→ What you will do:
Would you copy out only the lines from the one with "If you could place a marker on the woman's eye in" to the end of the records, exactly as they stand?

[Start of Attachment]

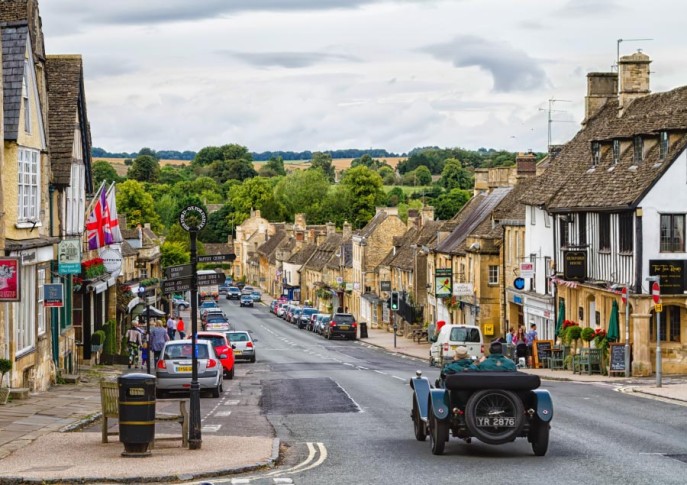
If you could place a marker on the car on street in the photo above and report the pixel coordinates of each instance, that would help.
(243, 344)
(305, 316)
(233, 293)
(173, 370)
(341, 324)
(246, 300)
(321, 321)
(223, 349)
(181, 303)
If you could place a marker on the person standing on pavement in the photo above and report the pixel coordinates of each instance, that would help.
(181, 328)
(171, 327)
(158, 337)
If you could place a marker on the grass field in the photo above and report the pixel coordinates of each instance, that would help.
(339, 163)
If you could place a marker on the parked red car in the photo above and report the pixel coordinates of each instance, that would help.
(223, 350)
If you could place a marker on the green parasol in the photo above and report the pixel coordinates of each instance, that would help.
(613, 334)
(561, 317)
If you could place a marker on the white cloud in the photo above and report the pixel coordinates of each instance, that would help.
(320, 74)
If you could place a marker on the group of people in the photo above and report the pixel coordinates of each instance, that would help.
(139, 341)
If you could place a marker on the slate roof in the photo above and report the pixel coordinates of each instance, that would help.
(324, 253)
(471, 216)
(271, 244)
(571, 183)
(65, 81)
(303, 255)
(14, 39)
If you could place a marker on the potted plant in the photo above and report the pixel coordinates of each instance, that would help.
(5, 367)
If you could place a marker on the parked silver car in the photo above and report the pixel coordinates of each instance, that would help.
(173, 370)
(243, 344)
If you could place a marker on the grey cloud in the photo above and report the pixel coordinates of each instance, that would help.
(511, 69)
(290, 60)
(137, 12)
(584, 8)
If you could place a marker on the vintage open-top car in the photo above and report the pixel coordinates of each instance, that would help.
(494, 407)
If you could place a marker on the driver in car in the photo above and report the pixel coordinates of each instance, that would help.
(497, 362)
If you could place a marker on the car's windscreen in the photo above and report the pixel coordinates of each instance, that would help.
(238, 337)
(183, 351)
(465, 335)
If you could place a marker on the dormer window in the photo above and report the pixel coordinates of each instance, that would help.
(638, 144)
(616, 151)
(596, 153)
(663, 145)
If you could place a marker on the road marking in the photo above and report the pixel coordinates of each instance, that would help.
(211, 428)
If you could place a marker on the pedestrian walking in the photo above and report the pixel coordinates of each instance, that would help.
(158, 337)
(171, 327)
(181, 328)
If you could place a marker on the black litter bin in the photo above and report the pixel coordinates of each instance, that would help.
(136, 413)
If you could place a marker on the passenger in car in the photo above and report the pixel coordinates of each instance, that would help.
(497, 362)
(461, 362)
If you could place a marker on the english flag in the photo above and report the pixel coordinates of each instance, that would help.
(114, 219)
(98, 224)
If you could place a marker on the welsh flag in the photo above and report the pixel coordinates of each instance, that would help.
(98, 224)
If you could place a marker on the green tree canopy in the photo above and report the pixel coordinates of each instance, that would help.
(365, 192)
(323, 161)
(454, 176)
(104, 171)
(137, 205)
(144, 169)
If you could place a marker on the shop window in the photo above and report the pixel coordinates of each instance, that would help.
(672, 233)
(626, 220)
(604, 232)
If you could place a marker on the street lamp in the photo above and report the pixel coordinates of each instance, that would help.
(142, 294)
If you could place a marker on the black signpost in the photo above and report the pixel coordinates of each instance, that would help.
(193, 219)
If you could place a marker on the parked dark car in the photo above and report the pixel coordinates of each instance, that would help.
(341, 324)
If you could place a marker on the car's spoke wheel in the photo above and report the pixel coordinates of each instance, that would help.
(540, 437)
(438, 434)
(418, 424)
(494, 416)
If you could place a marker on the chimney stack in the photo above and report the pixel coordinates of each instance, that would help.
(601, 87)
(634, 79)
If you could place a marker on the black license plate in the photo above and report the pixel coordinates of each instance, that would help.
(493, 421)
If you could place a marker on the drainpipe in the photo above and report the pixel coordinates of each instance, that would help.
(54, 315)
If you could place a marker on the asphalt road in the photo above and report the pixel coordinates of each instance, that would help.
(342, 409)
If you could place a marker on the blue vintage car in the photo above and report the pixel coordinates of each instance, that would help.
(494, 407)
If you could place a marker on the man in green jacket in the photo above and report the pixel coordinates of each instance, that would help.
(461, 362)
(497, 362)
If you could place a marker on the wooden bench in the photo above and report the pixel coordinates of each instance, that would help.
(109, 402)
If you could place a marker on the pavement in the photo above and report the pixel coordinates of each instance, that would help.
(50, 437)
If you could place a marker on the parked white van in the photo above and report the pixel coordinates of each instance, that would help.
(450, 337)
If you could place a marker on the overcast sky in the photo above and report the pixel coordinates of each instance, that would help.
(330, 74)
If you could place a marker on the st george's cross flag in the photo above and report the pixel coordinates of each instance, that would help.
(98, 224)
(113, 218)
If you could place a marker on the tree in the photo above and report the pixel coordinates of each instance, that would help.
(144, 169)
(137, 204)
(454, 176)
(447, 205)
(364, 187)
(103, 171)
(323, 161)
(174, 253)
(302, 191)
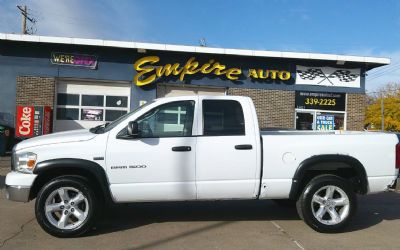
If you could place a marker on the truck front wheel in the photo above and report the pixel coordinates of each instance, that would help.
(327, 203)
(65, 206)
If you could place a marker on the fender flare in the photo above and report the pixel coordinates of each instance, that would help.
(317, 161)
(76, 165)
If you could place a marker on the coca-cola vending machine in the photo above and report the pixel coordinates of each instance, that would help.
(33, 121)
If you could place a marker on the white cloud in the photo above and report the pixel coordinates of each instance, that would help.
(76, 18)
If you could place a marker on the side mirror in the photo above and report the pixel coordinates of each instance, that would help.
(133, 129)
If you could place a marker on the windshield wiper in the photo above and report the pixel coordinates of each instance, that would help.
(96, 130)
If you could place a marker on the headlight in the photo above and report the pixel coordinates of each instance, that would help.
(25, 162)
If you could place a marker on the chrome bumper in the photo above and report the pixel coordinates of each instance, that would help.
(18, 193)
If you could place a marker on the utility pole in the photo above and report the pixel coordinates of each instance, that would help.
(25, 16)
(382, 113)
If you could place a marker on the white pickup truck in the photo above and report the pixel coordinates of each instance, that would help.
(199, 148)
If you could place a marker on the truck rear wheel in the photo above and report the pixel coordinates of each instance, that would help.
(65, 207)
(327, 203)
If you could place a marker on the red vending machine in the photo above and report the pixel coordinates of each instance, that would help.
(33, 121)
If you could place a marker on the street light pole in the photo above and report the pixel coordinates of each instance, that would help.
(382, 113)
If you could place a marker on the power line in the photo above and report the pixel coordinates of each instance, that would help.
(26, 16)
(384, 73)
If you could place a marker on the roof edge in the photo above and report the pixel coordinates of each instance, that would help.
(194, 49)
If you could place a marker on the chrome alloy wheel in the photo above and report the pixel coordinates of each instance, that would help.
(330, 205)
(66, 208)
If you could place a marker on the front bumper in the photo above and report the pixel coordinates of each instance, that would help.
(18, 186)
(18, 193)
(396, 186)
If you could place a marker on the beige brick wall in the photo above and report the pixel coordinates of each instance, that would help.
(356, 105)
(275, 108)
(32, 90)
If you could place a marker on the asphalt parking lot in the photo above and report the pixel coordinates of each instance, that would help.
(205, 225)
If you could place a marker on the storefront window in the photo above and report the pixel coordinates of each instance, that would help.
(90, 107)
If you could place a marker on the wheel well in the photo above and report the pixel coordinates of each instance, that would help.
(50, 174)
(355, 174)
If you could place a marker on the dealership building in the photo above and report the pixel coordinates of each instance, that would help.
(87, 82)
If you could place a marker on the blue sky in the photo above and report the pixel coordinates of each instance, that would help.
(363, 27)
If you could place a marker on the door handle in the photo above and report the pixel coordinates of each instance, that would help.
(181, 149)
(244, 147)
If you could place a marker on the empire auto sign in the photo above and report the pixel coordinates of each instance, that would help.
(148, 70)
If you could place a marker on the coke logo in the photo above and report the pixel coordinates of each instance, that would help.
(25, 121)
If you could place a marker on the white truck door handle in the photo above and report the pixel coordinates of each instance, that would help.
(181, 149)
(244, 147)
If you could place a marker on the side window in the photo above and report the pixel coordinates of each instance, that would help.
(173, 119)
(223, 117)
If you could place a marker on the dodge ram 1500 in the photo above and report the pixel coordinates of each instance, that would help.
(199, 148)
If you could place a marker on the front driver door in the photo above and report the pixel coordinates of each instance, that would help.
(160, 163)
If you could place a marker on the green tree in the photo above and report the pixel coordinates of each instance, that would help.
(391, 99)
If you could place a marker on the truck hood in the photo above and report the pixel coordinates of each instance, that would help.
(61, 137)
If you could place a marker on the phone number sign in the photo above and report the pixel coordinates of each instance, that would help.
(320, 100)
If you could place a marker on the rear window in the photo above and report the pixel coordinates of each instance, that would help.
(223, 117)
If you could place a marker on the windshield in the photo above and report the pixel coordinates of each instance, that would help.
(108, 126)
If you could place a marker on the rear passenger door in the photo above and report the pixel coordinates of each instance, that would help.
(226, 158)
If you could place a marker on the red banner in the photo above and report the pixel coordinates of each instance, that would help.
(24, 121)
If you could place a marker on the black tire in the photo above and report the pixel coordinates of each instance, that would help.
(70, 183)
(306, 207)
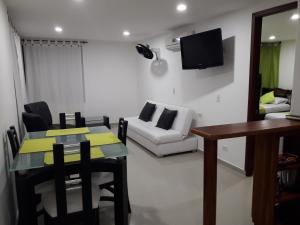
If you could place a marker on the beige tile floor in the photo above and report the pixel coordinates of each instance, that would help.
(169, 191)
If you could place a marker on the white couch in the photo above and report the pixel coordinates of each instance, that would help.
(164, 142)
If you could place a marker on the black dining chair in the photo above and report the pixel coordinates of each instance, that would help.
(79, 121)
(106, 178)
(41, 108)
(122, 130)
(106, 122)
(68, 205)
(34, 122)
(39, 189)
(13, 140)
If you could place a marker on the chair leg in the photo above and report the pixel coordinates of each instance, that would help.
(129, 207)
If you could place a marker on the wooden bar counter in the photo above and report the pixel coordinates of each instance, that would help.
(267, 134)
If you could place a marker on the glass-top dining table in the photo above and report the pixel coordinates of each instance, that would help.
(113, 160)
(36, 160)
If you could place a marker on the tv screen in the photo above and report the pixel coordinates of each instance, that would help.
(203, 50)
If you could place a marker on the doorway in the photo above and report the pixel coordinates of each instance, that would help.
(255, 77)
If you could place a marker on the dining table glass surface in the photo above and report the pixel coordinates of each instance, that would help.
(36, 160)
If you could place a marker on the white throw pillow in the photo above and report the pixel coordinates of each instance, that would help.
(280, 100)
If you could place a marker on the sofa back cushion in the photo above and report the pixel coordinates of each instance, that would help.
(147, 112)
(183, 120)
(166, 119)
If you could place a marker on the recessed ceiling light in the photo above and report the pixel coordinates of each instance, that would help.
(272, 37)
(58, 29)
(126, 33)
(181, 7)
(295, 16)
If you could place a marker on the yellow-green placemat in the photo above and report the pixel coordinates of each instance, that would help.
(71, 131)
(102, 139)
(96, 153)
(37, 145)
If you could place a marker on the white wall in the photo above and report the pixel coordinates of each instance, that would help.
(218, 94)
(286, 64)
(296, 88)
(8, 116)
(110, 79)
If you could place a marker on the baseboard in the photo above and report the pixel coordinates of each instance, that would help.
(228, 164)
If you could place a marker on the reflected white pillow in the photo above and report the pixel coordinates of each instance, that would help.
(280, 100)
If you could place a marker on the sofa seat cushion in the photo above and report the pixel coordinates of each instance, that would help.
(154, 134)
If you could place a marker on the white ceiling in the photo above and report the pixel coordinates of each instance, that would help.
(281, 26)
(106, 19)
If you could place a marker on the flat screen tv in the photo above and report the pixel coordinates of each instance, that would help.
(203, 50)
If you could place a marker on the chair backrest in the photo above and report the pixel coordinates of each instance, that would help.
(62, 121)
(79, 121)
(106, 122)
(13, 128)
(60, 185)
(14, 142)
(122, 130)
(40, 108)
(34, 122)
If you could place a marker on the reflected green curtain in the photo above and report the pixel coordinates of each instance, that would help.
(269, 64)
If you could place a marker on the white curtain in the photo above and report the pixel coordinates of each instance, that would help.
(18, 75)
(54, 73)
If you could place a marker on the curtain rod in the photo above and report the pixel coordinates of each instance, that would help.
(52, 41)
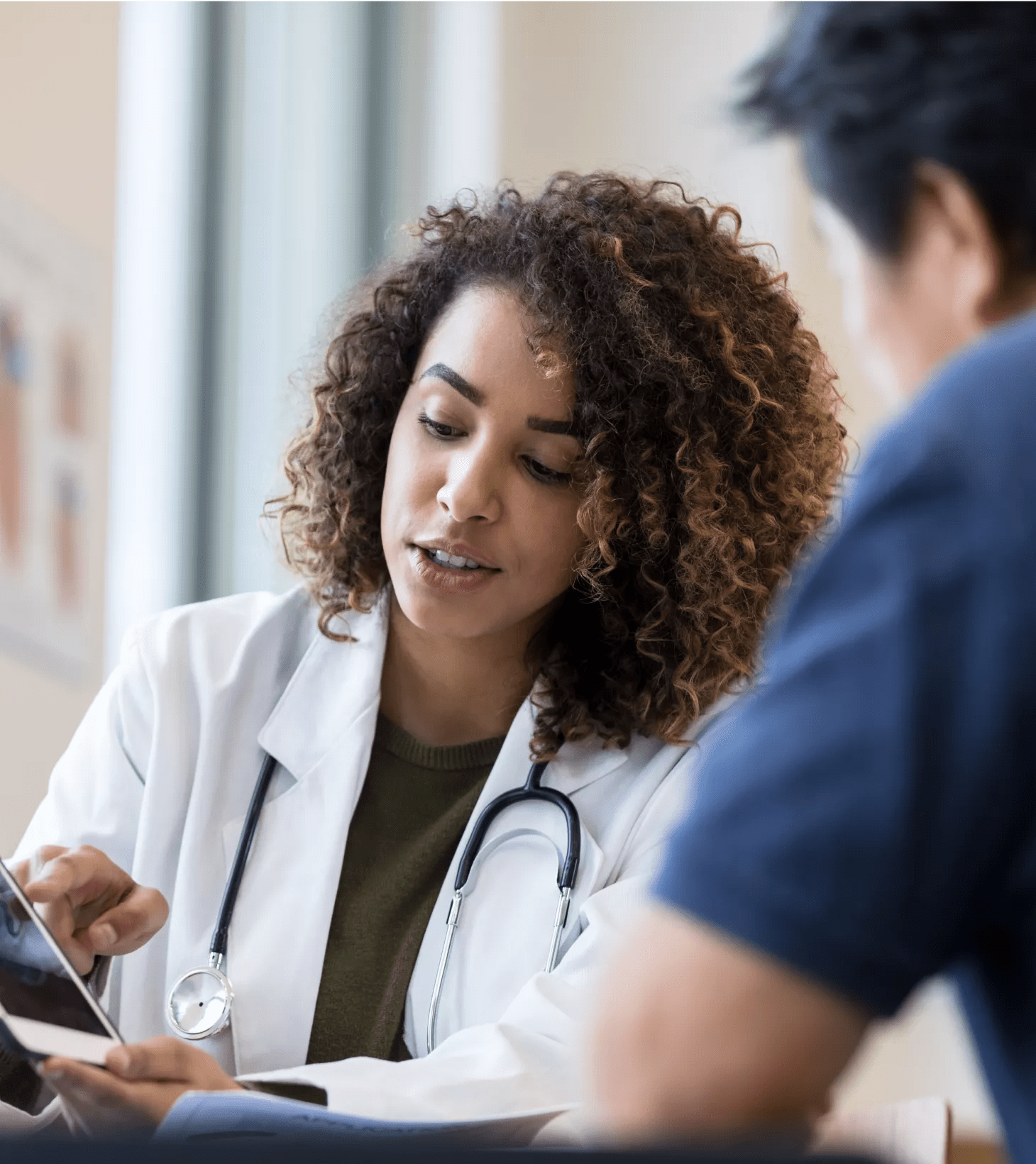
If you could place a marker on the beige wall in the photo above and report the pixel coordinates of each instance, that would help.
(57, 153)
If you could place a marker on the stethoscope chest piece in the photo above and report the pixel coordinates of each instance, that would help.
(199, 1002)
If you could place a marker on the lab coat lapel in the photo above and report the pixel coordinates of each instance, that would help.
(321, 731)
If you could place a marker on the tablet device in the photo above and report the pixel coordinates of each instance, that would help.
(45, 1005)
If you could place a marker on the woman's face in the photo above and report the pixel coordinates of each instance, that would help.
(479, 512)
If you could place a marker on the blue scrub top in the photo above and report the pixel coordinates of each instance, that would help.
(869, 814)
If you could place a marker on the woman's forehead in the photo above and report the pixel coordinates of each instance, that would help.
(483, 338)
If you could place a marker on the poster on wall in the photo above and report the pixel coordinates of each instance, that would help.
(48, 440)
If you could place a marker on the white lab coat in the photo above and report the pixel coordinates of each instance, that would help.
(161, 772)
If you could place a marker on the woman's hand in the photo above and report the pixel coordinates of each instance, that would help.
(89, 904)
(142, 1082)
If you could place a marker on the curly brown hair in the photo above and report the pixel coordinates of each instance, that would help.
(705, 410)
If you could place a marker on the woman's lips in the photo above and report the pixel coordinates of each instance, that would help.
(445, 577)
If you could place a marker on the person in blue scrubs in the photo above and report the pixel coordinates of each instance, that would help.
(867, 817)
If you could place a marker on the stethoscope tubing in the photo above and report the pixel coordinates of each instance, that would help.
(531, 791)
(567, 873)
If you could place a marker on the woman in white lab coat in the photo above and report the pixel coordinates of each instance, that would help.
(560, 459)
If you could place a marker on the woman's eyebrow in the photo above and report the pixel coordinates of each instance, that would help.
(538, 424)
(454, 379)
(541, 425)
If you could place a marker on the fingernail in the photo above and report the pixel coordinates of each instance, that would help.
(104, 936)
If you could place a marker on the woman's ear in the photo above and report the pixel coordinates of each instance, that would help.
(948, 220)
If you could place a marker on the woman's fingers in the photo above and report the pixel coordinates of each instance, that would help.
(89, 904)
(85, 877)
(165, 1060)
(109, 1102)
(129, 924)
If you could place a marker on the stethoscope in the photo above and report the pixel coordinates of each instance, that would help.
(202, 1000)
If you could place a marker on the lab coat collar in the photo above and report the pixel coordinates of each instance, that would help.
(334, 686)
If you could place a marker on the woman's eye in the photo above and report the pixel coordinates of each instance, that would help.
(549, 476)
(436, 428)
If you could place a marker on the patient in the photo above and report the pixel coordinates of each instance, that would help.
(867, 819)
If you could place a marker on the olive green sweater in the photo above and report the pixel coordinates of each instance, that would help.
(409, 821)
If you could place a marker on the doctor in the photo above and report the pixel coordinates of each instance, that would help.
(559, 461)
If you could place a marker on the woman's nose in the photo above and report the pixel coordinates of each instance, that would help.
(472, 488)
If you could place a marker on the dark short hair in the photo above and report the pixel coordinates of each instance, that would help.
(705, 409)
(874, 87)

[End of Attachment]

→ Output below:
If you could place a marker on the woman's eye in the photo above and report the pixel coordinates of each instance, that would help.
(549, 476)
(436, 428)
If you could place a marker on the patient in the photo above and report the pixel coordinates of each instance, that would help.
(867, 819)
If you could place a marker on the olive green sweater in the photo above and report the pixel coordinates of each instance, that would help.
(409, 821)
If you could place a marker on the doctor in the photo above and report the pixel coordinates of each instance, that would help.
(559, 461)
If you could place a marker on the woman's nose in the photo above and report the pixel coordinates of each instance, that would help.
(472, 488)
If you could place a marker on the dark short hair in the photo above and report the pixel coordinates of each instance, that would help.
(705, 409)
(874, 87)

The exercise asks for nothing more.